* [Exercise brief]:
Determine the number of lines in the data that include the word "trim", and write only that number.

* [Dataset]:
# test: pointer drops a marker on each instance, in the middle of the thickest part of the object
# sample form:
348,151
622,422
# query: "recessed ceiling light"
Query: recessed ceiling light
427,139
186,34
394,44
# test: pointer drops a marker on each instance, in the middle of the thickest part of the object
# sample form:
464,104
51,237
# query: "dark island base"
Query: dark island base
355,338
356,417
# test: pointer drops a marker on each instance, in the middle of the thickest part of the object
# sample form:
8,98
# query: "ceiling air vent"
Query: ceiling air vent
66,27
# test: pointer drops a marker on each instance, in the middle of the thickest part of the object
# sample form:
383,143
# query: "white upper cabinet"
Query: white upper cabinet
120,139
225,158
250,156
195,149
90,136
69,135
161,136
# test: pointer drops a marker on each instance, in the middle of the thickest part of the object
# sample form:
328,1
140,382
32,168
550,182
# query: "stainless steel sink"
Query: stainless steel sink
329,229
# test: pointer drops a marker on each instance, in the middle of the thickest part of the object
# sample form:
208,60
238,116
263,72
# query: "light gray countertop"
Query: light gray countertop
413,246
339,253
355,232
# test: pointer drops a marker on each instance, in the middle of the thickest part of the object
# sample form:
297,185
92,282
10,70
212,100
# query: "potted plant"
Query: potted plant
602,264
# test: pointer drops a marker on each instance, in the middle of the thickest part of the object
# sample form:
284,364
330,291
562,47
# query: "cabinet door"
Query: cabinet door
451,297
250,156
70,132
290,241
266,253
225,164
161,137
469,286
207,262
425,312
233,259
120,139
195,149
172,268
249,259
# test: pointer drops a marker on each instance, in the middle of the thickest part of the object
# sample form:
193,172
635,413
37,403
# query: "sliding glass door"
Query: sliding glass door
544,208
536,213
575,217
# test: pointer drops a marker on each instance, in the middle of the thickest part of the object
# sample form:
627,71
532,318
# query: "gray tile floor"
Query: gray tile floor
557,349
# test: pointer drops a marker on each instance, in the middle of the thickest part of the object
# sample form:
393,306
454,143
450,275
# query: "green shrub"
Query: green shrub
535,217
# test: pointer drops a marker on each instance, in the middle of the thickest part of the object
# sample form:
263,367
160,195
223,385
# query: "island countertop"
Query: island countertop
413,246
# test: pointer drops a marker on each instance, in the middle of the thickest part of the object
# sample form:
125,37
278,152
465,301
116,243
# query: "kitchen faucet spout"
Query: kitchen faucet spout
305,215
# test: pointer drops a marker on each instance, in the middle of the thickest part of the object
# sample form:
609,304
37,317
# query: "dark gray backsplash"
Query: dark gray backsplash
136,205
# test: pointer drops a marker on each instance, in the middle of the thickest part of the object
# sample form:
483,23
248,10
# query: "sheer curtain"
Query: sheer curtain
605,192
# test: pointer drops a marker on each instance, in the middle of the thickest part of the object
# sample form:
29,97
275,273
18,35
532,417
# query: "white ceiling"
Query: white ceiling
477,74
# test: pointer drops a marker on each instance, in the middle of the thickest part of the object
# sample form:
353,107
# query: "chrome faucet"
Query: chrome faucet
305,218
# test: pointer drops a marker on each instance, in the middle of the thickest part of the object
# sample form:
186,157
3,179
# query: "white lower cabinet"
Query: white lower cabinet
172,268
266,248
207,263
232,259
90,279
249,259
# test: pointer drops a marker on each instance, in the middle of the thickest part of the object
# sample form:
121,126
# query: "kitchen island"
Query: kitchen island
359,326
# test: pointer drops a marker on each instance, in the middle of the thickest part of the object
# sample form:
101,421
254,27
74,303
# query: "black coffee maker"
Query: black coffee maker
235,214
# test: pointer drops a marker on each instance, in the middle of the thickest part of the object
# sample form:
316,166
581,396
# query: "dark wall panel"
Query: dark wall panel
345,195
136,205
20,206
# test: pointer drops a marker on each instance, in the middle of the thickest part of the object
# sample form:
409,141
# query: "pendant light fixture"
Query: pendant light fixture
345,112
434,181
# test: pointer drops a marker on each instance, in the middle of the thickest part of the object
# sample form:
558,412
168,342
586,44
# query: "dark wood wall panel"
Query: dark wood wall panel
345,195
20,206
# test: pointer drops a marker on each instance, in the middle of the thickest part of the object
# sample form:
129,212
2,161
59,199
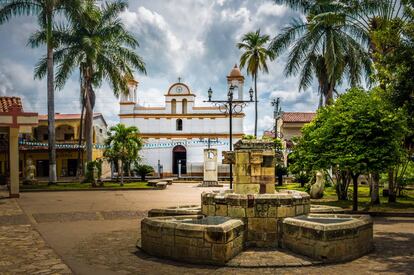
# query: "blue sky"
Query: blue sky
192,39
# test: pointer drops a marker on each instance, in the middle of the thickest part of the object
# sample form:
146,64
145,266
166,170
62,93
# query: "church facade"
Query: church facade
177,133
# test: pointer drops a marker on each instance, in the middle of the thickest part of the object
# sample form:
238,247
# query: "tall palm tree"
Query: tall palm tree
254,58
123,145
318,48
97,43
45,11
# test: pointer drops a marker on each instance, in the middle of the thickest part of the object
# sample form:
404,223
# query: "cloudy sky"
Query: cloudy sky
192,39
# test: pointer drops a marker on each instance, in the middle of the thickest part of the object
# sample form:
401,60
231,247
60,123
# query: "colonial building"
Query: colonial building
179,131
289,125
34,146
13,123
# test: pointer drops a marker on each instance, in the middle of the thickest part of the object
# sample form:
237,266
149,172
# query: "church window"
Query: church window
184,106
179,125
173,106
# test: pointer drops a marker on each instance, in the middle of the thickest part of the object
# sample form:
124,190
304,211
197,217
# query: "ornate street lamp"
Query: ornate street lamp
277,113
230,107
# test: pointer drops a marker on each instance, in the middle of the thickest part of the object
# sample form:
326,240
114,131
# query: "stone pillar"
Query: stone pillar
254,162
210,172
14,162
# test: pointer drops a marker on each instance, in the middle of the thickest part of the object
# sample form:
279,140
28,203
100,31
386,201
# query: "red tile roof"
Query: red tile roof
59,116
297,117
7,103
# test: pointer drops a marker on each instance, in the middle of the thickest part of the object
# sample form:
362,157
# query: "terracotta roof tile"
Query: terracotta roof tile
59,116
6,103
297,117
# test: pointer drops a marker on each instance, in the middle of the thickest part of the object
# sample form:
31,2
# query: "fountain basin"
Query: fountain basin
193,238
329,237
325,209
262,213
175,211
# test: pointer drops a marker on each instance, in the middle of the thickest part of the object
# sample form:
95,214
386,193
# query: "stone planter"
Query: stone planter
193,239
329,237
262,213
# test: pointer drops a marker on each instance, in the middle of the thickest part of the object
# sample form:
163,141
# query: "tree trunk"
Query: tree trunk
121,170
255,105
392,196
329,95
80,137
375,188
355,195
89,127
51,104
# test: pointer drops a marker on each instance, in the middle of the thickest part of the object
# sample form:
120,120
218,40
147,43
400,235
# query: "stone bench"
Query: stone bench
153,182
161,185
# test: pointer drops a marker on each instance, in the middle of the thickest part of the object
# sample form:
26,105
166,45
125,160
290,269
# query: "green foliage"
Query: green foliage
322,47
123,143
91,167
358,134
254,58
249,137
143,170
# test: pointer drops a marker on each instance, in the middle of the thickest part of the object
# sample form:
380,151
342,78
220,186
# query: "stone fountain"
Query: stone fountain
253,215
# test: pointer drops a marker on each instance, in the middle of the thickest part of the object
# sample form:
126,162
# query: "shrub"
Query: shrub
143,170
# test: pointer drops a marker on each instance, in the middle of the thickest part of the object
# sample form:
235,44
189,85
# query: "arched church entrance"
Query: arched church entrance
179,154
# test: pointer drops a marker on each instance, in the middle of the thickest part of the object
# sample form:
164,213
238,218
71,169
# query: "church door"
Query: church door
179,153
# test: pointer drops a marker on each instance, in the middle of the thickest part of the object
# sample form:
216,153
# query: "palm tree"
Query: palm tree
98,44
123,145
318,48
254,57
45,11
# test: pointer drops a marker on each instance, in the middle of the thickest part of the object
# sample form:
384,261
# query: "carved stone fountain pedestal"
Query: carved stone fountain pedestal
253,215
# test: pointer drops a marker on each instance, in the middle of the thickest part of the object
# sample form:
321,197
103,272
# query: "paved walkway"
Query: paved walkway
96,232
23,250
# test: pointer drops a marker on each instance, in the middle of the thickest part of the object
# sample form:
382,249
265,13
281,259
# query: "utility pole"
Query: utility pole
277,112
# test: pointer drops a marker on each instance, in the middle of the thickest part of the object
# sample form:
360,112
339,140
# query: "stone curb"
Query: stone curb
381,214
91,189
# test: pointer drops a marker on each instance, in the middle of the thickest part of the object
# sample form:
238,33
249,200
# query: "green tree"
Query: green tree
97,43
123,144
143,170
254,57
45,11
394,63
357,135
323,49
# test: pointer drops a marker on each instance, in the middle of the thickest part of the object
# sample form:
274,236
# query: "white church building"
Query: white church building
179,131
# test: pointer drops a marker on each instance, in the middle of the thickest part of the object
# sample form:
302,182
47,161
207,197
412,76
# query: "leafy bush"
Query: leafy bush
143,170
90,169
302,178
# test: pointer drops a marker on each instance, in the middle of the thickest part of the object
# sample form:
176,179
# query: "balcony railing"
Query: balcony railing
59,145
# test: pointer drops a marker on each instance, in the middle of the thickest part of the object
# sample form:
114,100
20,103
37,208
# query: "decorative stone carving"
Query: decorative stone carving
316,191
254,170
210,173
30,173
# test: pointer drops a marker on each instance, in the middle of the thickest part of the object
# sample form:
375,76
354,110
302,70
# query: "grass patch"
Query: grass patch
404,203
77,185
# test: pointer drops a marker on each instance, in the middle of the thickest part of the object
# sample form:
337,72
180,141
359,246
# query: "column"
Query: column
14,162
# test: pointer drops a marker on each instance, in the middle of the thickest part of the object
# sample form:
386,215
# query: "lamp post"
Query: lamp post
276,113
230,107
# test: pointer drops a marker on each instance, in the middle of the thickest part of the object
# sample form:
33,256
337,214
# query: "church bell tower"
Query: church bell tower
236,79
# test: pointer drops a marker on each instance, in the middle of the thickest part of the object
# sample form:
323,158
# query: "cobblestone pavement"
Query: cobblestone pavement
116,251
97,235
23,250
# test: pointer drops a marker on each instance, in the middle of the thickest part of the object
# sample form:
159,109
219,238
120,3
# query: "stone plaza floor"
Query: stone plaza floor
96,232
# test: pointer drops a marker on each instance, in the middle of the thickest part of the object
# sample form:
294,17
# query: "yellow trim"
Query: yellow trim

* [Task result]:
2